> [Directions] Work through the records that follow and return each line containing the word "woman".

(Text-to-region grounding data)

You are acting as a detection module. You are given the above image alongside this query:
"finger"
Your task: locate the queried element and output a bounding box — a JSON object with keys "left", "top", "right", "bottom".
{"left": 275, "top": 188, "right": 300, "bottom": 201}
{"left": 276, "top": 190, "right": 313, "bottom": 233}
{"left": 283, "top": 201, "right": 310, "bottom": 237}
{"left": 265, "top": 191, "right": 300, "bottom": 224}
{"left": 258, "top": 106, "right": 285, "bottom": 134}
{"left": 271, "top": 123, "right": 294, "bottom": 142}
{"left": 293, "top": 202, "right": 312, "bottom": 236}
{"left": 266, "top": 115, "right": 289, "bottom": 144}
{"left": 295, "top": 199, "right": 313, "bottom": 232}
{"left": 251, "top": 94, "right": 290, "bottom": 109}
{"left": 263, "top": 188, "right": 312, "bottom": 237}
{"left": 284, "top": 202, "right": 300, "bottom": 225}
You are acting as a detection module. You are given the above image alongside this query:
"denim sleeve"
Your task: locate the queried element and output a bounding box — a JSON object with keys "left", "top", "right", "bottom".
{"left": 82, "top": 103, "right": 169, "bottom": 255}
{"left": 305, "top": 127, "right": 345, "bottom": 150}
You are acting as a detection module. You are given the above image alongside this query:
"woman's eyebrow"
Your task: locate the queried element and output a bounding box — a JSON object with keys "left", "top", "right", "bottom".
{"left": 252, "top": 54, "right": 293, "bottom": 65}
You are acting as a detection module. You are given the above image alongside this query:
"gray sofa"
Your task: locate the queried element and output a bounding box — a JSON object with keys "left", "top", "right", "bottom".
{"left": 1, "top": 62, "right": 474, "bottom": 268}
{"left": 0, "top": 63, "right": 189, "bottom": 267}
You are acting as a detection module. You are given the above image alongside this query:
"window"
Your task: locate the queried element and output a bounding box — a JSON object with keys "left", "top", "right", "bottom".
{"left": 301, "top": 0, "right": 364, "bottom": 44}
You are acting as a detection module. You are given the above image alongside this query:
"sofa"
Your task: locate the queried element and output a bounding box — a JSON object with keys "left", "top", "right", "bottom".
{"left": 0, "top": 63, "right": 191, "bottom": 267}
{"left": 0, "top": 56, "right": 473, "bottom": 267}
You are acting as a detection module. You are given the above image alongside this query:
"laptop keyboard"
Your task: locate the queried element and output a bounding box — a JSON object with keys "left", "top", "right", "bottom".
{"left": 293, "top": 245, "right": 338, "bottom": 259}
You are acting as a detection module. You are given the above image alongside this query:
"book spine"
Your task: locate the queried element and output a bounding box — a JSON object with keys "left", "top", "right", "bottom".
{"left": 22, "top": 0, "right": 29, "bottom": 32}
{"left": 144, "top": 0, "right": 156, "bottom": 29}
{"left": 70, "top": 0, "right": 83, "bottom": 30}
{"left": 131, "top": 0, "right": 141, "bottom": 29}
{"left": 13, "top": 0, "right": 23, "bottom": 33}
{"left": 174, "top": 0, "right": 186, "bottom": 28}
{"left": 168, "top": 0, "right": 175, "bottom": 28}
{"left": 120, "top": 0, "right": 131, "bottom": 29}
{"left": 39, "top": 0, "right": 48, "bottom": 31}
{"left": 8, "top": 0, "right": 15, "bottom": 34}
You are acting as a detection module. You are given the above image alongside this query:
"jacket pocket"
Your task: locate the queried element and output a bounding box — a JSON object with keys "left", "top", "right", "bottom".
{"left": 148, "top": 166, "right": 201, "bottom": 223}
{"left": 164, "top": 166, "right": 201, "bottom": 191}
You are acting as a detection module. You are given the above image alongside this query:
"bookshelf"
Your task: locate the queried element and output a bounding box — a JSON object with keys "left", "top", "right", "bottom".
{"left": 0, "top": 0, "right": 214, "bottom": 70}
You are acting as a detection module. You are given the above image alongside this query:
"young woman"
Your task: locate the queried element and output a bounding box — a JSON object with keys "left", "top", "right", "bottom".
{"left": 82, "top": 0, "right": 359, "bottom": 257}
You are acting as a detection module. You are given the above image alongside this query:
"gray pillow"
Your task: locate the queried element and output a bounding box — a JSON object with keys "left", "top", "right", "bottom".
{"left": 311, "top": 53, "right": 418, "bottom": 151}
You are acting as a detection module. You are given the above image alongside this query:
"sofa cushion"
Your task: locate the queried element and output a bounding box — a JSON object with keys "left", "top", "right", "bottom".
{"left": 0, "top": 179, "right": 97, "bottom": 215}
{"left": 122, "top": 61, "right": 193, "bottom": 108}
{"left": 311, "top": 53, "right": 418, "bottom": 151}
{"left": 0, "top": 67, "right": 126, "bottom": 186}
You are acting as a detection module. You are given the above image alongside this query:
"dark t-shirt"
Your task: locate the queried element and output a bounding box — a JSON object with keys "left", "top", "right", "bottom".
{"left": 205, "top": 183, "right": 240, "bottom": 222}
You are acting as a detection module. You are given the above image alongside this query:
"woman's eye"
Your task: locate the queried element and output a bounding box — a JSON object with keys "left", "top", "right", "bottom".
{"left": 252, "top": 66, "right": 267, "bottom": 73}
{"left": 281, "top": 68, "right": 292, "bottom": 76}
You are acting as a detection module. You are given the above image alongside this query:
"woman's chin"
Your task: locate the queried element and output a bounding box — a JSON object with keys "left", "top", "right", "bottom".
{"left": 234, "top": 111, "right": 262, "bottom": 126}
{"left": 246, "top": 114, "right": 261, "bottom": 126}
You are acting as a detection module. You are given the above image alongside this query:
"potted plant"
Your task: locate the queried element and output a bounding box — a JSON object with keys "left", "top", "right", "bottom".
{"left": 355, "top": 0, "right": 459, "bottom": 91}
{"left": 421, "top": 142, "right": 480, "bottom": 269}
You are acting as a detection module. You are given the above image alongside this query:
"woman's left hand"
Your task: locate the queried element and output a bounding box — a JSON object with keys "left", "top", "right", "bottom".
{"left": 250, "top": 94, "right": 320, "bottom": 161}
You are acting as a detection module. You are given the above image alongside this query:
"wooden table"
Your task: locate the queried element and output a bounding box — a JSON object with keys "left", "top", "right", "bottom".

> [Output of the exercise]
"woman's eyebrow"
"young woman"
"woman's eye"
"woman's chin"
"woman's left hand"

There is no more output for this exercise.